PROBLEM TO SOLVE. Tally the lines of the listing below that contain the string "query", matching case exactly. Give only the number.
━━━
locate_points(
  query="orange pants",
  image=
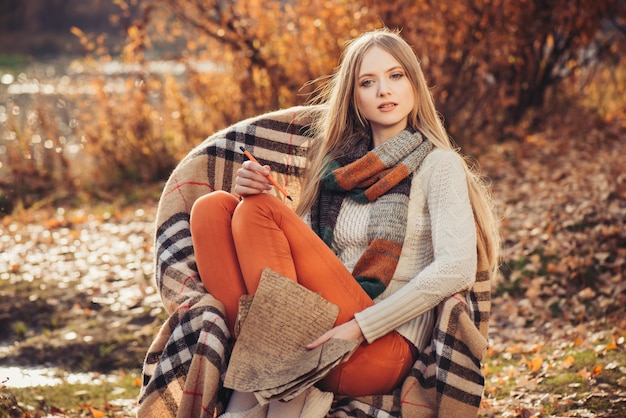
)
(235, 240)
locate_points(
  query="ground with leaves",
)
(77, 287)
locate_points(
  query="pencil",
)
(270, 178)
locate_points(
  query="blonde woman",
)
(387, 226)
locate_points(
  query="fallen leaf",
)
(568, 362)
(97, 413)
(596, 370)
(535, 364)
(583, 373)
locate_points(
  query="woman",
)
(386, 227)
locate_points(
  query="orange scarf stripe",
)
━━━
RESPONSE BELOW. 7